++++ Provided records ++++
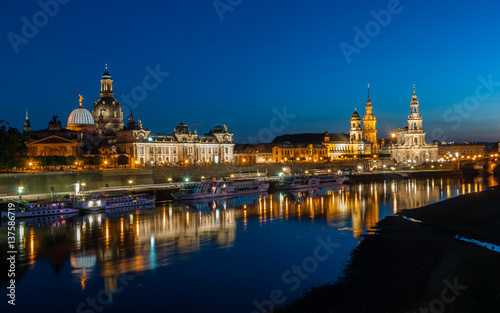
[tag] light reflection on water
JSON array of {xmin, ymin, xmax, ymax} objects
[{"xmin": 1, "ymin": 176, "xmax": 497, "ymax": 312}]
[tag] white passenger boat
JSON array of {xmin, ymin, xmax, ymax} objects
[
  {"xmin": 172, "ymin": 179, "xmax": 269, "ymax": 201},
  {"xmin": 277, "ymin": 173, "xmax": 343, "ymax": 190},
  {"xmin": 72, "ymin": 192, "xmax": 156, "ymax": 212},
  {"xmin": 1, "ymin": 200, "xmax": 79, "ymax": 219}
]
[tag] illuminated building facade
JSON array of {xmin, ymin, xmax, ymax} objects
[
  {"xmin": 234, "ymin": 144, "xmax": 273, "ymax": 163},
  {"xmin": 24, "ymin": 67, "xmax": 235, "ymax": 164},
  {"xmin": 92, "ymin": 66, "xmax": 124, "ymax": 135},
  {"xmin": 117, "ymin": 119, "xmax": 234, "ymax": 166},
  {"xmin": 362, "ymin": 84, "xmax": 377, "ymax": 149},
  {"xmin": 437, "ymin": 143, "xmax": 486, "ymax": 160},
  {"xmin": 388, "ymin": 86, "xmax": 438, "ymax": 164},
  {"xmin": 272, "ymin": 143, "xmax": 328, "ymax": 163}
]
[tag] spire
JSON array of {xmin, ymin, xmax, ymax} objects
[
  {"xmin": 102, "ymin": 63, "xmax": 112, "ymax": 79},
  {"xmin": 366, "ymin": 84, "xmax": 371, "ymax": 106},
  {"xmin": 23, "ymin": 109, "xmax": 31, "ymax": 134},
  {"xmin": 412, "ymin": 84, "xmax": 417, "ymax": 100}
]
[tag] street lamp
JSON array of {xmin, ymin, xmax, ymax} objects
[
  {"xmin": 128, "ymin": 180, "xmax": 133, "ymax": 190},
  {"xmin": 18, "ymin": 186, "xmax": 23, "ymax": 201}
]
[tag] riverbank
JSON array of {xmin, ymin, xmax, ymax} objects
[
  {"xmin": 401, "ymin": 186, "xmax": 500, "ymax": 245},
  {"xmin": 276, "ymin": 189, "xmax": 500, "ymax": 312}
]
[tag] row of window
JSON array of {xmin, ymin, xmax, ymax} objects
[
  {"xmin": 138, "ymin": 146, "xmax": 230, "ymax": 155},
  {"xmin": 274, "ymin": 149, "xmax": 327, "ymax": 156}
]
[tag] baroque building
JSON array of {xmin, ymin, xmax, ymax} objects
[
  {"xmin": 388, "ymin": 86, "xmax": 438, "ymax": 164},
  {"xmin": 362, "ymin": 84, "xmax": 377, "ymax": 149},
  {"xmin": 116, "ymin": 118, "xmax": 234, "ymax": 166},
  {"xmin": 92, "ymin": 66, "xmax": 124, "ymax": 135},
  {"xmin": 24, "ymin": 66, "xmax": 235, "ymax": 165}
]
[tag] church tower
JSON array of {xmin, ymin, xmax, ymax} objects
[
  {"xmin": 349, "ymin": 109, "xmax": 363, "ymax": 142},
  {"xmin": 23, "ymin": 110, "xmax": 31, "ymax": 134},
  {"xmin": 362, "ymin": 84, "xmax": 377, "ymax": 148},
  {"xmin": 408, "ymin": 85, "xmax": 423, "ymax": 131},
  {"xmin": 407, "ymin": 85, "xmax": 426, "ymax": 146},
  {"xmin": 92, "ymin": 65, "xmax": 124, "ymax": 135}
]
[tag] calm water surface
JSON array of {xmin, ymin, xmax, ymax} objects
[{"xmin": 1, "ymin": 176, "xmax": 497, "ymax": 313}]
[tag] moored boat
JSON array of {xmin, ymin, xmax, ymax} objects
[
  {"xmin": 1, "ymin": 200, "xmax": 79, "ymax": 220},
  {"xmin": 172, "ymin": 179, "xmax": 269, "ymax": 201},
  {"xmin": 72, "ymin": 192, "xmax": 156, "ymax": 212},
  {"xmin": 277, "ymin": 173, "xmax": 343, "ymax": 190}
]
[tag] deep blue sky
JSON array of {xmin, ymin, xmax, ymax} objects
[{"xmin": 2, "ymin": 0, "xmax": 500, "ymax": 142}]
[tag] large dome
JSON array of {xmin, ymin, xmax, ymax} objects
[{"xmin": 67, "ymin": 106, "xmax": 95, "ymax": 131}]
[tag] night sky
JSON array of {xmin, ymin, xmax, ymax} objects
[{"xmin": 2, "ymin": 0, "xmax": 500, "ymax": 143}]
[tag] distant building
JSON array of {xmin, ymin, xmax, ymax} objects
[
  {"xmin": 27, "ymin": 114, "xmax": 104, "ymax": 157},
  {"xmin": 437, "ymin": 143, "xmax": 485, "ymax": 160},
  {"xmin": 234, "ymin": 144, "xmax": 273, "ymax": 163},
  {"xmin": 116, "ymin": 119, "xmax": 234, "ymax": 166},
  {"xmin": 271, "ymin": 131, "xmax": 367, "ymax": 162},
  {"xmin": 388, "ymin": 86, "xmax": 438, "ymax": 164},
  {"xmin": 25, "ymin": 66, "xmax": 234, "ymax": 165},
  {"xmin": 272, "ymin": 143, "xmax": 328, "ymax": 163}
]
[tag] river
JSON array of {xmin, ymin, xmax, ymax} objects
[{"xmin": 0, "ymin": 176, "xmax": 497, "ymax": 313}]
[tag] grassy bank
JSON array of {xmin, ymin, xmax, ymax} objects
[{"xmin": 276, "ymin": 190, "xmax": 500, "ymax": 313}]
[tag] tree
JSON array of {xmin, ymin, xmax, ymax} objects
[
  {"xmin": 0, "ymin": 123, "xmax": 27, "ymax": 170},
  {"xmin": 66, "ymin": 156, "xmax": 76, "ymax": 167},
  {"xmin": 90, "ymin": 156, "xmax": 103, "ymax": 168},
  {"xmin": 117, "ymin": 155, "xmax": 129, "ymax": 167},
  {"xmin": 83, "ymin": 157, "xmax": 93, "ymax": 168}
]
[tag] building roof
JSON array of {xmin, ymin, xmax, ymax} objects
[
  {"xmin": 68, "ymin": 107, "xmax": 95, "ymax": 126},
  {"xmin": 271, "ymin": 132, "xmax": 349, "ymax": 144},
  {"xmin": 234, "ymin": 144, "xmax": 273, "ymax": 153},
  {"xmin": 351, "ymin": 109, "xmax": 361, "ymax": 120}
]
++++
++++ Provided records ++++
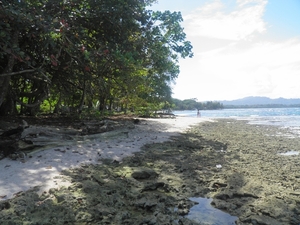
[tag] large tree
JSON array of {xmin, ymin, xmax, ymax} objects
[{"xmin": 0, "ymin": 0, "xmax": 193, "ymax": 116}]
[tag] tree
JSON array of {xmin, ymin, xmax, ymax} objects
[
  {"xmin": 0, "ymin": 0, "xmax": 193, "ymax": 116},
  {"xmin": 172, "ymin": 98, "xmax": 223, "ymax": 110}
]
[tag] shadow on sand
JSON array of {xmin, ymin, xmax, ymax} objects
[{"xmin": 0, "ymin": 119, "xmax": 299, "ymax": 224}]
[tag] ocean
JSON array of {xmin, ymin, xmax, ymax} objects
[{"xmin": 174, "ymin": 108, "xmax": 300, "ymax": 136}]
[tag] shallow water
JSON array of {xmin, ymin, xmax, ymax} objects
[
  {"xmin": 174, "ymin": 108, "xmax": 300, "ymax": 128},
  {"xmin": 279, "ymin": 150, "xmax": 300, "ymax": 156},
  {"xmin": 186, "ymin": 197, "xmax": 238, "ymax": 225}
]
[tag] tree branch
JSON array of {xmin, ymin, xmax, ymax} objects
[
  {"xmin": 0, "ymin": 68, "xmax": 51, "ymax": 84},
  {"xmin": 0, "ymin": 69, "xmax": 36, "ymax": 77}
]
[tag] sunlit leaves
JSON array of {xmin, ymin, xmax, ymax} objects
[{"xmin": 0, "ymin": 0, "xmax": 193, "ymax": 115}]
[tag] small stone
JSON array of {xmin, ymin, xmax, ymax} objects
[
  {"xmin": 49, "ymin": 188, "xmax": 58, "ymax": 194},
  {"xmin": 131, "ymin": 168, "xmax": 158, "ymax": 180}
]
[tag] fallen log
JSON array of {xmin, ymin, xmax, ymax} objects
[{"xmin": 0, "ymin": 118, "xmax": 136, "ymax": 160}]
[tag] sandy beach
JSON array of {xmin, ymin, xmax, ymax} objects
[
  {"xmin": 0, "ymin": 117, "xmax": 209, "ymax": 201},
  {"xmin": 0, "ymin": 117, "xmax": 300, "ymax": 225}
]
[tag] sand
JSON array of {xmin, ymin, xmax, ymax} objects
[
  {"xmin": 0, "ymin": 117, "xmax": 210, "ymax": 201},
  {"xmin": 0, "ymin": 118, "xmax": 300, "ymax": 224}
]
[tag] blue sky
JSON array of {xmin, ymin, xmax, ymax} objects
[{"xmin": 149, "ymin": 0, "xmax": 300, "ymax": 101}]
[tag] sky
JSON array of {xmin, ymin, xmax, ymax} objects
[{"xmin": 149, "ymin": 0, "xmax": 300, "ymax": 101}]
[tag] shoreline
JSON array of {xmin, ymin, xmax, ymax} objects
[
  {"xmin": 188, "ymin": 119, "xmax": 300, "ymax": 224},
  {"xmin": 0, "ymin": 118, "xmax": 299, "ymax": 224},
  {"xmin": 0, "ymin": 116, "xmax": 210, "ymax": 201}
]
++++
++++ Provided records ++++
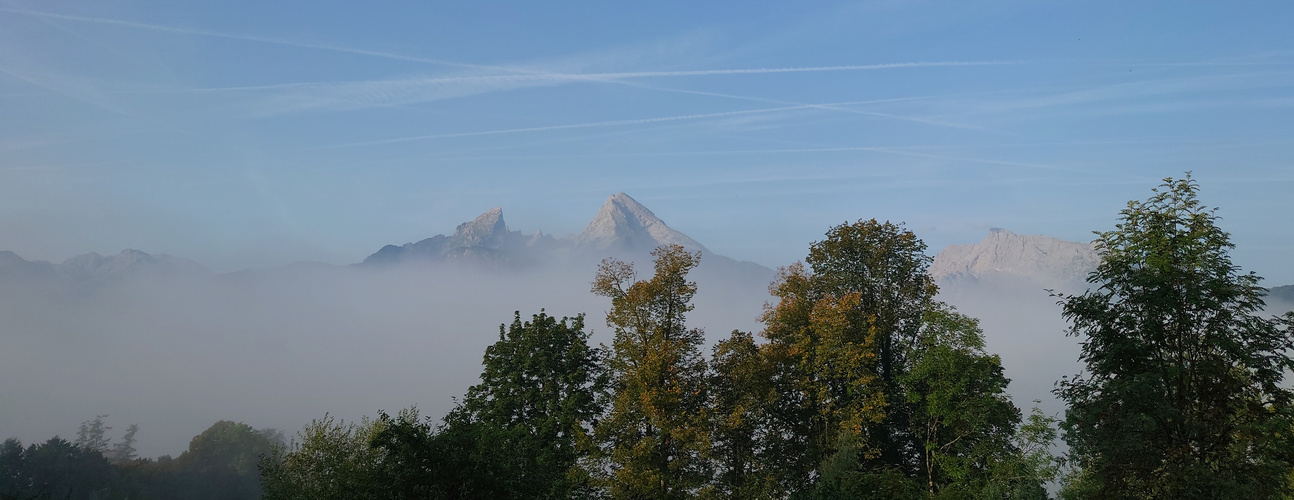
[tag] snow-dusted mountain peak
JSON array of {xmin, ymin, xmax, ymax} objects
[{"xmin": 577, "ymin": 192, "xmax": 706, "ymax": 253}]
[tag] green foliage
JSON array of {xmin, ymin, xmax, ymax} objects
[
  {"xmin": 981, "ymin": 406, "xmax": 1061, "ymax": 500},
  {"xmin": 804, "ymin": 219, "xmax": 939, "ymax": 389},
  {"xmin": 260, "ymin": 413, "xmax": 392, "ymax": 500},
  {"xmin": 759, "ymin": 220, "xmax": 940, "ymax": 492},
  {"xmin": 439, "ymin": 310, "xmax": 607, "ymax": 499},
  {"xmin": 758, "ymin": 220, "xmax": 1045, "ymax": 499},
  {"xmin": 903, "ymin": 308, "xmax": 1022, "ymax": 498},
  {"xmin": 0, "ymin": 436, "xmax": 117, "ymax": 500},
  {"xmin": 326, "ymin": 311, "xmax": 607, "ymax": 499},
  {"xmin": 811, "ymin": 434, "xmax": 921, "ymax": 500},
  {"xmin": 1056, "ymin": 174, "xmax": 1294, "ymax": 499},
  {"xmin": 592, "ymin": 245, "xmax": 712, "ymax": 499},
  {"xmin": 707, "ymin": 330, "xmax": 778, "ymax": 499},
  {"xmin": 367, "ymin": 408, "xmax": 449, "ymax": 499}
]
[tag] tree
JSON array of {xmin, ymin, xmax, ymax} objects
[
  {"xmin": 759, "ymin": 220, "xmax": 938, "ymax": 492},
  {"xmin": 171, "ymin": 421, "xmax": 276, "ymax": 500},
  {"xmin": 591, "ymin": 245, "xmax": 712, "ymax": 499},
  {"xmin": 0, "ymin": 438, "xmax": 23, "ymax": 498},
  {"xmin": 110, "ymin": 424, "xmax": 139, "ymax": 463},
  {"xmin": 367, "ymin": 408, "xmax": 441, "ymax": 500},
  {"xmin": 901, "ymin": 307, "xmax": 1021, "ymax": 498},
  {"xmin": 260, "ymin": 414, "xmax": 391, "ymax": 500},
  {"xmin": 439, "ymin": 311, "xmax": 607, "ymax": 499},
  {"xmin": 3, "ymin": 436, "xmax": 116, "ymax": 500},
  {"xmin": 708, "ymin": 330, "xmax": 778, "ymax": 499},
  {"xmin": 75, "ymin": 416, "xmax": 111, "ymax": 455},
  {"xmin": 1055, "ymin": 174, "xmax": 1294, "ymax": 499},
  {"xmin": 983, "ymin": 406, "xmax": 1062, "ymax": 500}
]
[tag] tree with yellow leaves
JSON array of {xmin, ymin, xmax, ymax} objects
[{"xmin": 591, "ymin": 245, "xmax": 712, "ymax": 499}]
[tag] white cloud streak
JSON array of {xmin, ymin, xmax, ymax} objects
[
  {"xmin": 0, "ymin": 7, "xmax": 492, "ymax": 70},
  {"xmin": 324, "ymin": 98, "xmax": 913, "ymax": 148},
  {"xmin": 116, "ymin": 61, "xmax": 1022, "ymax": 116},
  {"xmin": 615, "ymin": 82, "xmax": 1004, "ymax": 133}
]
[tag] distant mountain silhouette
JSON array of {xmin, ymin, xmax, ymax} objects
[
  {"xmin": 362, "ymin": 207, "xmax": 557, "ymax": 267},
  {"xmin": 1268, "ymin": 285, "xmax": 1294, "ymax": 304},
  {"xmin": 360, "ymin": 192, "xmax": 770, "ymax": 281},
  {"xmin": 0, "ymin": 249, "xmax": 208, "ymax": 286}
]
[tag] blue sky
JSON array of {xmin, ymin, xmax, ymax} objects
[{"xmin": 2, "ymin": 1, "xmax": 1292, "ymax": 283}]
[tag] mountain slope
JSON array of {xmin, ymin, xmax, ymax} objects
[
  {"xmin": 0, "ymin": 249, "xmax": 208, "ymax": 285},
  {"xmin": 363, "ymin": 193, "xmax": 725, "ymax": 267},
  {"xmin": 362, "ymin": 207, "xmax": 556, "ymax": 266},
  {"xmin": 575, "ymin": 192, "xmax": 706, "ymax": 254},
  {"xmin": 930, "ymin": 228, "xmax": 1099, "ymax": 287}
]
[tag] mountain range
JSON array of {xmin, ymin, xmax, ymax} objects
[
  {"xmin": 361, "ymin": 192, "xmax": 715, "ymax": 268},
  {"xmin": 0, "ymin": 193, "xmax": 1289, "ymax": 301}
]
++++
Try it: Pull from the data each line where the string "boat" turns up.

Exercise result:
[tag] white passenger boat
[tag] moored boat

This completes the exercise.